- [Text extract]
Re: Another replicated cache oddity

2023-11-22 Thread Raymond Wilson
Hi Jeremy,

Thanks for the insightful reply.

To cover your points (and fill in some info I should have provided):

- We use Ignite persistence
- We use the FSYNC Wal mode
- We do not use the FULL_SYNC cache write synchronization mode for our
REPLICATED caches (we use PRIMARY_SYNC). ... and because we use persistence
we have to rebuild the entire grid to be able to change it, which is a pain
when you have terabytes of data. I discovered this when investigating the
other REPLICATED cache oddities we have seen (which was an annoying
oversight). If we do ever rebuild I will definitely be using the FULL_SYNC
mode (BTW, the Ignite documentation is fairly unequivocal about this 'not
mattering' in terms of updating all the nodes, as long as you are not after
dependable low-latency read-after-write consistency for those caches (which
we don't right now)).

We do have good exception tracking around Put etc operations (but the 'Put'
event occurred so long ago any logging related to it would have been
retired, and the operation would have failed at a user level too in this
instance).

ConfigureAwait() can be a vexed topic. We use .Net 7 which has a different
async context model to .Net Framework, and we're not running async
operations in UX contexts (this is all web services back end
implementation), and we don't care about which .Net thread pool thread
execution resumes on. The async calls are awaited so we get exposure to
exceptions and have strong reporting and handling of those.

This particular issue has been observed only once. In terms of workload, it
is very bursty with relatively low (to no) baseline workload on the read
side, but fairly dependable baseload on the ingest side.

I am familiar with the WAL model, and we have chosen the FSYNC mode to
favour consistency/durability of our data. I hope the "the door is left
open in many places to allow things to slip between the cracks" caveat does
not apply in that scenario :)

Raymond.


On Thu, Nov 23, 2023 at 11:45 AM Jeremy McMillan <
jeremy.mcmil...@gridgain.com> wrote:

> Do you do ConfigureAwait(False) in the code that does *ICache V>.PutAsync(), *or do you have some kind of handler to track whether
> there were problems with any particular put operation?
> https://ignite.apache.org/docs/latest/net-specific/net-async
> https://devblogs.microsoft.com/dotnet/configureawait-faq/
>
> The fastest way to do this basically says "don't know; don't care" whether
> any particular operation failed for any reason.
>
> There is also cache configuration which governs how the server
> acknowledges put operations.
>
> https://ignite.apache.org/releases/latest/javadoc/org/apache/ignite/cache/CacheWriteSynchronizationMode.html
>
> The fastest cache sync mode is FULL_ASYNC, which, like .Net
> ConfigureAwait(False), says the cache can acknowledge the put as done, but
> we don't know and don't care if any or all of the replicas have been
> completely written. The mode PRIMARY_SYNC only guarantees the primary
> partition has been updated. FULL_SYNC waits until all replicas have been
> successfully updated. Even if you have callbacks in .Net to track whether
> anything got missed in the PutAsync(), it only knows what the cache's sync
> mode can assert.

- [Collected data entries]
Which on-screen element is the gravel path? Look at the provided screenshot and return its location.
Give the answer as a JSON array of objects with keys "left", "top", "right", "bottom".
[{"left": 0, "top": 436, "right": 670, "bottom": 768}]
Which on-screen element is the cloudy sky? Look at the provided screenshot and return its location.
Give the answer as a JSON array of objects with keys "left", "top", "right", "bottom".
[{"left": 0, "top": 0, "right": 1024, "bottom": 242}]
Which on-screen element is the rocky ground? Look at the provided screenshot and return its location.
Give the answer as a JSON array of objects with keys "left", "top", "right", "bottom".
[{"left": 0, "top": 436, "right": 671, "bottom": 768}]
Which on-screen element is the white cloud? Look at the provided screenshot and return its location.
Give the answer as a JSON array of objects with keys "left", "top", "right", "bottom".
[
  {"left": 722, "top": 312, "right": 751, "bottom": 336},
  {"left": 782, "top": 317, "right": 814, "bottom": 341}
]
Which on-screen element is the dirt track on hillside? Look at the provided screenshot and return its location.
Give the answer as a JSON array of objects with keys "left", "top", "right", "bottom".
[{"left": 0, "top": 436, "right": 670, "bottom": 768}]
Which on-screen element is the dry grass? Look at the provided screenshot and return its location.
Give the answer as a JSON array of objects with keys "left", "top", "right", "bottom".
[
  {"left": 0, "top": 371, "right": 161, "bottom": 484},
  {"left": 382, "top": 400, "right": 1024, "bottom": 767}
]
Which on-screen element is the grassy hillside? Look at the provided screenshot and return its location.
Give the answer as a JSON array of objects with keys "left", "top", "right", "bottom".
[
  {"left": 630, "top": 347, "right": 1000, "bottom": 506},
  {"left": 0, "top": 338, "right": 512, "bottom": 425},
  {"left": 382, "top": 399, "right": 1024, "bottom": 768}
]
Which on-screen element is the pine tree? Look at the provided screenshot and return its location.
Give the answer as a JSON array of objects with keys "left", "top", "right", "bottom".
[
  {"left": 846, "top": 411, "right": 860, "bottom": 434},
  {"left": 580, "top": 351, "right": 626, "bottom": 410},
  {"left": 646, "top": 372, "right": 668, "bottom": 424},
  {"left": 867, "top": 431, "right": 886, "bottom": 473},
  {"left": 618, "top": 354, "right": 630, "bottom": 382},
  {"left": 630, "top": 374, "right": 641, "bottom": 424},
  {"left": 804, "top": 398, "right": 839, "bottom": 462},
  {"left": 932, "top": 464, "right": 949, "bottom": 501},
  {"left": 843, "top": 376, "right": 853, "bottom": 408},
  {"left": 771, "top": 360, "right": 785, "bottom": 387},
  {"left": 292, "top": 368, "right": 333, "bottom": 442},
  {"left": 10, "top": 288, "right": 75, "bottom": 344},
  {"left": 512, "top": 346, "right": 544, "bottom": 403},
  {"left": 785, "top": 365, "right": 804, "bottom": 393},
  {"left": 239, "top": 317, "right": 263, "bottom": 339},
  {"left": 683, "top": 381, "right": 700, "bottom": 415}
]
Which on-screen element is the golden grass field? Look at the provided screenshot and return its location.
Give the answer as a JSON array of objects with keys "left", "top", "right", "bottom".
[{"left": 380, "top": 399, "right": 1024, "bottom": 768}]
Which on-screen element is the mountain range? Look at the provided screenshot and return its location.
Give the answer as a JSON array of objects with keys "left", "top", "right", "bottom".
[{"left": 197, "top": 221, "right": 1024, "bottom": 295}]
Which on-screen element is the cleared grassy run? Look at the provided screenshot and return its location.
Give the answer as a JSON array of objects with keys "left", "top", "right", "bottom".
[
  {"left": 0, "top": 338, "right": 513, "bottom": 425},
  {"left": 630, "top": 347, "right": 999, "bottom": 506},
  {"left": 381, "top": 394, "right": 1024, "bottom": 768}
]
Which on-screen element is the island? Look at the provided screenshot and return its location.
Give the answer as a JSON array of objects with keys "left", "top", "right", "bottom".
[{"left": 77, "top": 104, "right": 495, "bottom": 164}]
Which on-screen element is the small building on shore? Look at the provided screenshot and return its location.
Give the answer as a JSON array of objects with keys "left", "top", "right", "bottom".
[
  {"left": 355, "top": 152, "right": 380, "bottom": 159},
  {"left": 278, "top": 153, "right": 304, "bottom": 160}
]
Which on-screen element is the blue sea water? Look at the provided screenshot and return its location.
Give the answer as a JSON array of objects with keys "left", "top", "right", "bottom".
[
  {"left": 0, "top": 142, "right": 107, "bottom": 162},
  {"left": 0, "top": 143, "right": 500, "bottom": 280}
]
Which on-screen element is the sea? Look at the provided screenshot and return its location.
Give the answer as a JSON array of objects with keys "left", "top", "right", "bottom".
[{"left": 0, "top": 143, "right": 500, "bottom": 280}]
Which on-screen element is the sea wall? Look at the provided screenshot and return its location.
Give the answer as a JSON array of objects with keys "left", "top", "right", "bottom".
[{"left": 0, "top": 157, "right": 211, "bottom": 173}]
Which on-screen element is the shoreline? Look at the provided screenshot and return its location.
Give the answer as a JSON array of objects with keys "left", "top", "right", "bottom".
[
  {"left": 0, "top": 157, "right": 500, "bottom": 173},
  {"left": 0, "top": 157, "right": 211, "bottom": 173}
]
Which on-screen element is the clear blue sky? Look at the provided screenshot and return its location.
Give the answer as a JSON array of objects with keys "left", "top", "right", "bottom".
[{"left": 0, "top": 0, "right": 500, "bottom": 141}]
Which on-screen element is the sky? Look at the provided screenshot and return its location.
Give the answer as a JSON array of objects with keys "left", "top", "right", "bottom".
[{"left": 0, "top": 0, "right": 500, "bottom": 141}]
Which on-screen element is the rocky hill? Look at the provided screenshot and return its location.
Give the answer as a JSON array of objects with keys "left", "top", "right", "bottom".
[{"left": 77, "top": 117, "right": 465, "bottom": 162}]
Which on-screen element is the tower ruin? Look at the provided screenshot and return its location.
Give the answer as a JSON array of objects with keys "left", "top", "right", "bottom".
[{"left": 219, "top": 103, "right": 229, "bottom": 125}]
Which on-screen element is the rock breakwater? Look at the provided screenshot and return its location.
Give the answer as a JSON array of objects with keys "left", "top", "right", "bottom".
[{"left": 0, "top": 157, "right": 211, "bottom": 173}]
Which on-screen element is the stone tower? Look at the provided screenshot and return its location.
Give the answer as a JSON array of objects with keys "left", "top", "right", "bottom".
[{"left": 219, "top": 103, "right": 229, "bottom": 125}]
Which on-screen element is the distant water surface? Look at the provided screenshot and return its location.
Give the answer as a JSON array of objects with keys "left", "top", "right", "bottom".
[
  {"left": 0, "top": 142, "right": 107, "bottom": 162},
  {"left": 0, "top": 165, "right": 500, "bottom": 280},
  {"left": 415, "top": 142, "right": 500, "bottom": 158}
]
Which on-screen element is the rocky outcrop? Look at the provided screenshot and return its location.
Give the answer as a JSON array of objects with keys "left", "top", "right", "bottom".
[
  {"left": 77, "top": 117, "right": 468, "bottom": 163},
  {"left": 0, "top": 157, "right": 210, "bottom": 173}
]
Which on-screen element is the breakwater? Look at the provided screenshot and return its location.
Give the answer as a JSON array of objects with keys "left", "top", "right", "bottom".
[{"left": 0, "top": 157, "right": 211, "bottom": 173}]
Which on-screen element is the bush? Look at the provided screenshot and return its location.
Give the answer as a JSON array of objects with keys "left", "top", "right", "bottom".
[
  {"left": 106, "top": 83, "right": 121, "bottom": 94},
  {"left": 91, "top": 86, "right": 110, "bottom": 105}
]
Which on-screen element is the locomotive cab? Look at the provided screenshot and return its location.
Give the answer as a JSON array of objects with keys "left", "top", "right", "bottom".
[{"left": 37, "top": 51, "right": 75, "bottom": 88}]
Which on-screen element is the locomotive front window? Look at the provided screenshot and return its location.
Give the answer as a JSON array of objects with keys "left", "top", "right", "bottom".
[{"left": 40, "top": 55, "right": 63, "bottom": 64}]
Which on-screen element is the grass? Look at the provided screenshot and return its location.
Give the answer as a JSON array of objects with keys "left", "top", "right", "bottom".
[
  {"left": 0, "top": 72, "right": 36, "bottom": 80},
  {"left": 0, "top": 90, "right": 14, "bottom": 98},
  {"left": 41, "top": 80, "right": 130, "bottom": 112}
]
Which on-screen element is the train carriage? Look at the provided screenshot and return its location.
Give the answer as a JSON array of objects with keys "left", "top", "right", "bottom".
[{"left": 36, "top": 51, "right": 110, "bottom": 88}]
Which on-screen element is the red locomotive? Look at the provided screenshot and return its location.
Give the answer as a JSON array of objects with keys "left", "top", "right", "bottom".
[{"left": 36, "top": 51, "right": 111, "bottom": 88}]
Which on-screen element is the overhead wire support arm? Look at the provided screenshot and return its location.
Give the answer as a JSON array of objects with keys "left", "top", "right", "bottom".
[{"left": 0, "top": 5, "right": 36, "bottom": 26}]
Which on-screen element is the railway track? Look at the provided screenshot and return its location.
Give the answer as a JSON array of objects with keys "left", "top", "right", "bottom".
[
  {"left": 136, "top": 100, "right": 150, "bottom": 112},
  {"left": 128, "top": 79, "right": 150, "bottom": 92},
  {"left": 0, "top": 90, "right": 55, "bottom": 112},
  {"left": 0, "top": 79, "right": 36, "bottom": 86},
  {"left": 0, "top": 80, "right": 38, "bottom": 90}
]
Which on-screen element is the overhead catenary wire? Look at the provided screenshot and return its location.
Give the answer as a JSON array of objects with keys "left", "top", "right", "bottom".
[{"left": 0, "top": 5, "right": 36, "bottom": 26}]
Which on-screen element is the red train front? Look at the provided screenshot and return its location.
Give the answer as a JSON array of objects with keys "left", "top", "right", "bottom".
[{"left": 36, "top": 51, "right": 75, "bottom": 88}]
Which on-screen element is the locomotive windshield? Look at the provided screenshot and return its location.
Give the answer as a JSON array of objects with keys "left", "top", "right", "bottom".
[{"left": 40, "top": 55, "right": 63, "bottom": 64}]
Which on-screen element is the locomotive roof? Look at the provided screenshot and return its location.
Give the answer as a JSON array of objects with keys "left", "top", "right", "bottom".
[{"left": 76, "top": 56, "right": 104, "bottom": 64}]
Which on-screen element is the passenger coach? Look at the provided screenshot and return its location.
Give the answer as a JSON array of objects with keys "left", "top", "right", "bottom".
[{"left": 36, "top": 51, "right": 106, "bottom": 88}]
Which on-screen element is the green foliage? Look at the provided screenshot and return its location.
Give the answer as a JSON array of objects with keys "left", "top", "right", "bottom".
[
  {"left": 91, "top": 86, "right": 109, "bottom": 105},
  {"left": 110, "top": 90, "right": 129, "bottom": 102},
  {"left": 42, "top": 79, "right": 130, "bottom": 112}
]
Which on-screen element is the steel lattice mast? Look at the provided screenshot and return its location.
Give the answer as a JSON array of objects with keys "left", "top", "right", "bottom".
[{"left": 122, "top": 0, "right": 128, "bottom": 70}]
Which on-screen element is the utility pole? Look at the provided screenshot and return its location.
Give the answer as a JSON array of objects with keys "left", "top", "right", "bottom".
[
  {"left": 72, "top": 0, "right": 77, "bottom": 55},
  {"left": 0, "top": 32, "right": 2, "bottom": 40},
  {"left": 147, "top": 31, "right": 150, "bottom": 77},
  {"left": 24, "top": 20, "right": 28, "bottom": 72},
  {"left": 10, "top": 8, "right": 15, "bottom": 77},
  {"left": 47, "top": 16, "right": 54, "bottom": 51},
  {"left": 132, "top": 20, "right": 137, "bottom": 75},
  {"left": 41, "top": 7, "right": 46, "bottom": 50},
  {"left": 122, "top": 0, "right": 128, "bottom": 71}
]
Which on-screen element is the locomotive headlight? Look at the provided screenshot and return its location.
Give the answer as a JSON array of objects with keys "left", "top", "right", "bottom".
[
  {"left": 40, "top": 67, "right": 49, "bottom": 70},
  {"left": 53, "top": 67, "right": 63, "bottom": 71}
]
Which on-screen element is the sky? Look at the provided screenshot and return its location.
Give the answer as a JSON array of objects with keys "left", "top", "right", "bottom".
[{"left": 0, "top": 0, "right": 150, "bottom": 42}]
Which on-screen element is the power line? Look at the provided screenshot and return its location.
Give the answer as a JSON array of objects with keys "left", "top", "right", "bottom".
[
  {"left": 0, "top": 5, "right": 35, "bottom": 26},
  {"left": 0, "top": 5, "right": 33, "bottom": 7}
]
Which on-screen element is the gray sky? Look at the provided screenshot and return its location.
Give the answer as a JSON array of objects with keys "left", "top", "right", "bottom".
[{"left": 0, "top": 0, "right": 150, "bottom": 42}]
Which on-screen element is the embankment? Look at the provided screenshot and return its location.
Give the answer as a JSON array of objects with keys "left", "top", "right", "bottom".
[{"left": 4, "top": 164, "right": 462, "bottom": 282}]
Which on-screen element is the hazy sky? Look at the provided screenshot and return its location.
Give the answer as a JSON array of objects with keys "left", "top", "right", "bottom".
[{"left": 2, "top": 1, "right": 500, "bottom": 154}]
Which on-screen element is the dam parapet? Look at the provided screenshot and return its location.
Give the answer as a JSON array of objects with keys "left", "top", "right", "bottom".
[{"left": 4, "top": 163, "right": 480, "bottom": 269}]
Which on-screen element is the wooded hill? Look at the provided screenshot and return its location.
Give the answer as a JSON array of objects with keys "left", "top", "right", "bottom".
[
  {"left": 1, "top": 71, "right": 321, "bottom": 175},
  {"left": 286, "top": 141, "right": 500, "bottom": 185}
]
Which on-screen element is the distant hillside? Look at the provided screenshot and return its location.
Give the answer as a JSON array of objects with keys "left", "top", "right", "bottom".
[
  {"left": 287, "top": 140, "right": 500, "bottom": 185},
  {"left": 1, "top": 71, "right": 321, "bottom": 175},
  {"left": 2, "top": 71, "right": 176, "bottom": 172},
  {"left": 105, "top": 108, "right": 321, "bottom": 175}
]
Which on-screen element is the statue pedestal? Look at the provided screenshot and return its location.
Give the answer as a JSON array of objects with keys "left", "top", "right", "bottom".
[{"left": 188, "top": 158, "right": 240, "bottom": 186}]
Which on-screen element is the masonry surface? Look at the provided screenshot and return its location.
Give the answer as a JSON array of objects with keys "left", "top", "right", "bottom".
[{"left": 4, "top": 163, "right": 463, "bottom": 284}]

- [Written problem 1] From the replicated cache thread, reproduce the passage starting at "I am familiar" and ending at "that scenario :)", switching "WAL model" to "write-ahead log model".
- [Written problem 2] Condense the paragraph of the replicated cache thread that begins "ConfigureAwait() can be a vexed topic" into a short bulleted list that keeps its main facts.
- [Written problem 3] Carry on the replicated cache thread from the point where it stops.

- [Written reply 1]
I am familiar with the write-ahead log model, and we have chosen the FSYNC mode to
favour consistency/durability of our data. I hope the "the door is left
open in many places to allow things to slip between the cracks" caveat does
not apply in that scenario :)

- [Written reply 2]
- ConfigureAwait() can be a vexed topic.
- The team uses .Net 7, whose async context model differs from .Net Framework.
- Async operations are not run in UX contexts; the work is all web services back end implementation.
- Which .Net thread pool thread execution resumes on does not matter to them.
- Async calls are awaited, so exceptions are exposed and strongly reported and handled.

- [Written reply 3]
>
> If you are using persistence, Ignite writes changes to a partition first
> into a Write Ahead Log (WAL). Data in the WAL is not yet in the cache, but
> the cluster has it, and can finish an interrupted cache mutation if the WAL
> record for that operation is complete. If you write to the cache with an
> async call, and then you attempt to read the write from the cache
> immediately, you may be racing against the WAL sync. The WAL itself has
> multiple consistency modes. The default mode is LOG_ONLY which allows the
> OS to acknowledge the WAL records with your updates have been buffered,
> before they have been written to disk. It is possible for Ignite to think
> something has been written, but is immediately killed after that, and the
> MMAP buffer is not flushed to disk by the OS.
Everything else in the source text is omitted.